───── Lesetext
Weg in lichtem Gehölz, um 1648 - 1654

Abraham Furnerius

Weg in lichtem Gehölz, um 1648 - 1654

Harzen stellte dieses Blatt mit den ebenfalls farbig ausgearbeiteten Inv.-Nrn. 22832 und 22834 zu einer Gruppe zusammen, die er unter dem Namen des Roelant Roghman inventarisierte. Die ehemaligen Gegenstücke werden hier Philips Koninck bzw. Pieter de With zugeschrieben, und für den „Weg in lichtem Gehölz“ gilt die Zuweisung an Furnerius inzwischen als akzeptiert. Ausschlaggebend ist die Nähe der ehemaligen Rückseite – Harzen hielt, dem Geschmack seiner Zeit folgend, die farbig ausgearbeitete Waldlandschaft des heutigen Verso für die eigentliche Schauansicht – zu einer Dresdner Zeichnung in gleicher Technik, deren alte Beischrift bereits Furnerius als mutmaßlichen Urheber nennt.(Anm.1) Angeregt von Landschaften Rembrandts, bei dem Furnerius von 1642 bis 1648 in die Lehre ging, arbeitete er hier mit starken Hell-Dunkel-Kontrasten und großzügig-summarischen Konturen.(Anm.2) Diese stilistische Nähe veranlasste Benesch (1933/34) zur Zuschreibung des Hamburger Recto an Rembrandt, während er die nun erstmals als Verso deklarierte farbige Zeichnung unter dem Namen Roghmans beließ. Rembrandts Landschaften sind jedoch großzügiger, kühner und aus einem Guß gezeichnet, im Gegensatz zu dem Hamburger Blatt mit seinen doch etwas zaghaft wirkenden Partien.(Anm.3) Dass diese feinen Konturlinien, anders als von Benesch vorgeschlagen, sicherlich nicht als spätere Ergänzungen zu bewerten sind, erkennt man aus den organischen Zusammenhängen mit den breiten Rohrfederstrichen bzw. ihrer Überlagerung durch dieselben.
──────────
───── Inhalt des Datensatzes
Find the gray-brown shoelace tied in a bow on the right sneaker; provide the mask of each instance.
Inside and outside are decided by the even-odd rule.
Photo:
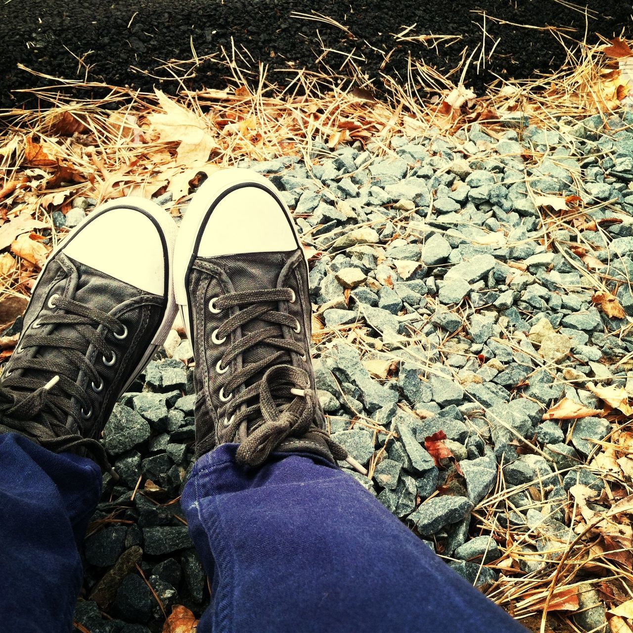
[[[214,330],[211,341],[220,345],[234,330],[255,319],[289,327],[299,333],[301,323],[294,316],[271,310],[269,305],[279,301],[294,303],[295,300],[294,291],[289,288],[232,292],[211,299],[209,309],[213,313],[246,306]],[[280,362],[289,352],[306,360],[306,350],[300,342],[279,337],[276,327],[257,329],[227,346],[227,351],[216,365],[216,373],[222,375],[227,372],[235,358],[261,344],[279,351],[255,363],[243,365],[223,380],[219,389],[220,401],[225,405],[218,415],[221,420],[223,417],[227,433],[241,440],[237,448],[237,460],[250,466],[260,465],[287,437],[301,438],[311,432],[323,436],[336,460],[346,460],[360,472],[366,472],[325,430],[316,425],[316,395],[310,387],[308,372]],[[260,380],[255,380],[235,394],[237,389],[258,375],[261,375]],[[248,405],[251,399],[254,404]]]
──────────
Arbeitsauftrag » Führe den Text zur Zeichnung „Weg in lichtem Gehölz“ im Anschluss an seinen letzten Satz weiter.

Lösung der Aufgabe »
Bei der Verso-Zeichnung handelt es sich um eine farbige Variante des Recto – die kompositorischen Zusammenhänge wurden bereits von Harzen bemerkt. Die Bäume links sind etwas gedrungener proportioniert, doch die Anlage der hügeligen, von einem Weg durchschnittenen Landschaft ist in den Grundzügen die gleiche geblieben, und der die Mittelachse betonende Baum wird nun in vollem Laub wiedergegeben. Technisch vergleichbare Landschaften werden bei Sumowski nicht aufgeführt, wenngleich dieser die Autorschaft des Furnerius akzeptiert, angesichts von Querverbindungen in Stil und Motiv mit gesicherten Arbeiten. Für die weichen Laubangaben lässt sich unser Blatt zudem einer mit weißer Deckfarbe überarbeiteten Landschaft im Louvre anschließen.(Anm.4) Die dabei zu beobachtende Nähe zu Zeichnungen des Philips Koninck ist sicher kein Zufall, sondern belegt den Einfluss des seit 1640 mit Furnerius’ Schwester verheirateten Künstlers.

Annemarie Stefes

1 Dresden, Staatliche Kunstsammlungen, Kupferstich-Kabinett, Inv.-Nr. C 1333 (188 x 200 mm), Werner Sumowski: Drawings of the Rembrandt School. Bd. 4, Fabritius - Furnerius, hrsg. von Walter L. Strauss, New York 1981, Nr. 1000 xx. – Eine ähnliche Bewertung der farbigen Rückseite konnte für eine Zeichnung des Pieter de With in Berlin beobachtet werden, Staatliche Museen zu Berlin, Kupferstichkabinett, Inv.-Nr. KdZ 24620, Werner Sumowski: Drawings of the Rembrandt School. Bd. 10, Roghman - Wolfhagen, hrsg. von Walter L. Strauss, 1992, Nr. 2403 x.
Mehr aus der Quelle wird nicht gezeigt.